**** EXTRAIT DE PAGE
Les moyens d’appréciation des distances dont dispose l’infanterie sont de deux sortes : la vue et le son, d’où résultent deux procédés absolument distincts. La vue d’abord. Les commandants de compagnie apprennent à leurs soldats à étalonner leur pas, c’est-à-dire à mesurer une distance quelconque en comptant le nombre des pas qu’ils ont faits pour la franchir ; puis, on exerce les hommes à apprécier les distances à la vue. On cite des montagnards qui ont l’œil assez exercé pour ne commettre, dans l’appréciation d’une distance de 1 500 à 2 000 mètres, tout au plus qu’une erreur de 10 à 50 mètres. Mais ce sont là des exceptions.

En se basant sur ce fait que le son parcourt 333 mètres par seconde ; on peut essayer d’apprécier la distance en comptant le temps écoulé entre la vue et l’audition d’un coup de feu. Ce procédé n’est applicable que si l’on a en face de soi une batterie, car l’observation sur un coup de fusil, déjà très difficile au delà de 300 mètres, devient impossible au delà de 1 000 mètres. L’appréciation des distances est d’autant plus difficile, sur un champ de bataille, que l’adversaire se déplace presque constamment. Aux petites distances, en dehors du moment très court de l’attaque décisive, l’ennemi profite de tous les accidents de terrain, pour se dérober. Sa présence ne se révèle alors que par la fumée des coups de fusil, le déplacement des blessés, le mouvement des hommes qui quittent un abri pour un autre, ou pour gagner du terrain en avant. Encore les grandes puissances européennes possèdent-elles, à présent, une poudre qui brûle sans produire le plus léger nuage de fumée.
********
PROBLÈME POSÉ 1. Reproduisez à l'identique le passage de l'extrait sur l'appréciation des distances, en commençant à « Les moyens d’appréciation » et en terminant à « là des exceptions. ».
PROBLÈME POSÉ 2. Repérez dans les enregistrements chaque ligne contenant le mot « target », en tenant compte de la casse, et recopiez-la.
Le texte ci-dessus n'a aucun rapport avec les enregistrements qui suivent.
**** DONNÉES PRÉSENTÉES
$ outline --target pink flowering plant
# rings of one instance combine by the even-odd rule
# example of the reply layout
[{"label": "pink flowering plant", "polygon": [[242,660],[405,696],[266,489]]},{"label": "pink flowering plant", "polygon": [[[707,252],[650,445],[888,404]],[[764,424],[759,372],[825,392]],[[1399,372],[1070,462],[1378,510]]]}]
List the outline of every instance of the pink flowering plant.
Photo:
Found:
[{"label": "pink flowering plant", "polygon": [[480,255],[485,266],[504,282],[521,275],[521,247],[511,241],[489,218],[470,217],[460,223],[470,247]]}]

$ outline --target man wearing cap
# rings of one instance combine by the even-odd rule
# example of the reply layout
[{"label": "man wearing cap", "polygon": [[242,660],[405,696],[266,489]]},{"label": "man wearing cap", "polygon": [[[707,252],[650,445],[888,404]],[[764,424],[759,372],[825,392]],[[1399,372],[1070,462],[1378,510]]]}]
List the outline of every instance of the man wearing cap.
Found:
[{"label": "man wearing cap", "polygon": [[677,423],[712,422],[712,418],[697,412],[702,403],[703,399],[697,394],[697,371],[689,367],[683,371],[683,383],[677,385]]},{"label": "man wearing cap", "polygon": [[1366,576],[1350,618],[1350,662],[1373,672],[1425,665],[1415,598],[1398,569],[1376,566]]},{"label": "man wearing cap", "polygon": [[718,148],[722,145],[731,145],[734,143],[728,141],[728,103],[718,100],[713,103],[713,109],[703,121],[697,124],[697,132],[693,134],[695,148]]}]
********
RÉPONSE ATTENDUE 1.
Les moyens d’appréciation des distances dont dispose l’infanterie sont de deux sortes : la vue et le son, d’où résultent deux procédés absolument distincts. La vue d’abord. Les commandants de compagnie apprennent à leurs soldats à étalonner leur pas, c’est-à-dire à mesurer une distance quelconque en comptant le nombre des pas qu’ils ont faits pour la franchir ; puis, on exerce les hommes à apprécier les distances à la vue. On cite des montagnards qui ont l’œil assez exercé pour ne commettre, dans l’appréciation d’une distance de 1 500 à 2 000 mètres, tout au plus qu’une erreur de 10 à 50 mètres. Mais ce sont là des exceptions.

RÉPONSE ATTENDUE 2.
$ outline --target pink flowering plant
$ outline --target man wearing cap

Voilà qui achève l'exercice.